● EXCERPT:
__________
The Ten Most Memorable Events of My Twenties: #3

The Ten Most Memorable Events of My Twenties

3. My New York City Life Begins
Fall 2000
Age: 26

I was born in Manhattan, and I grew up about half an hour outside the city. My parents took me there all the time. But I never really explored it much on my own. Then, when I was 14, we moved to Tokyo, and after finishing high school there, I wound up spending most of the next eight years in Virginia. I’d occasionally see Broadway matines by myself during breaks from college and law school, but when I did, I rarely ventured outside midtown.

When I graduated from law school in 1999 at age 25, my plan was to get a job in Manhattan and move there. But things took a strange turn, and I wound up working and living in central New Jersey for almost a year instead. I was perhaps a 75-minute train ride from Manhattan, which meant that I could only visit the city on weekends. And I didn’t even go every weekend, so New York remained on the periphery of my boring life — some distant Emerald City that was close enough to entice me but too far away to be convenient.
__________
● SOURCE EXCERPT:
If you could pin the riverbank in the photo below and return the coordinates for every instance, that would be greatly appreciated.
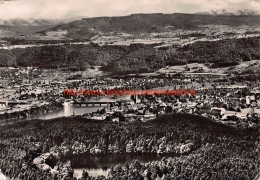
__________
● CHALLENGES:
1. According to the New York City essay, where did the writer work and live for almost a year after graduating from law school?
2. Extend the New York City essay in the same first-person voice, beginning after its final sentence.
The material comes from a separate source unrelated to the New York City essay.

● RESPONSES:
1. In central New Jersey.

2.
And then in May 2000, I received a call from the New Jersey court system, to which I’d sent my resumé the previous August. I’d never heard from them, and I’d completely forgotten about it. But then out of the blue they called with to interview for a clerkship up in Newark. I interviewed and I got the clerkship, which was to start in August 2000. I was thrilled — I could finally move back up to New York again. For the clerkship, I had to remain a New Jersey resident, but I’d heard that parts of Jersey City had become popular, and it was right across the Hudson from Manhattan, so it seemed like a good place to live.

I didn’t actually get to move into my first apartment there until October 30, but my life began to change once I began working in Newark. From Newark it was worlds easier to get to Manhattan on a weeknight. In September I attended my first Twentysomething meeting and promptly made a good friend.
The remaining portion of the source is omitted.